* Task prompt *
Line by line, output the entries below exactly as they appear.

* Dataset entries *

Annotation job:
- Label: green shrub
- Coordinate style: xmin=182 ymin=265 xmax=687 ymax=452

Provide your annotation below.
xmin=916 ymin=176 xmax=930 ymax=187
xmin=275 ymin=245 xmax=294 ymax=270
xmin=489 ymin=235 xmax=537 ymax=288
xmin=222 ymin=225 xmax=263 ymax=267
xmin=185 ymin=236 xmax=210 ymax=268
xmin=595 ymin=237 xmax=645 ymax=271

* Result of the exercise *
Annotation job:
- Label: green shrub
- Coordinate style: xmin=182 ymin=265 xmax=687 ymax=452

Provide your annotation below.
xmin=916 ymin=176 xmax=930 ymax=187
xmin=275 ymin=245 xmax=294 ymax=270
xmin=489 ymin=235 xmax=537 ymax=288
xmin=222 ymin=225 xmax=263 ymax=267
xmin=185 ymin=236 xmax=210 ymax=268
xmin=595 ymin=237 xmax=645 ymax=271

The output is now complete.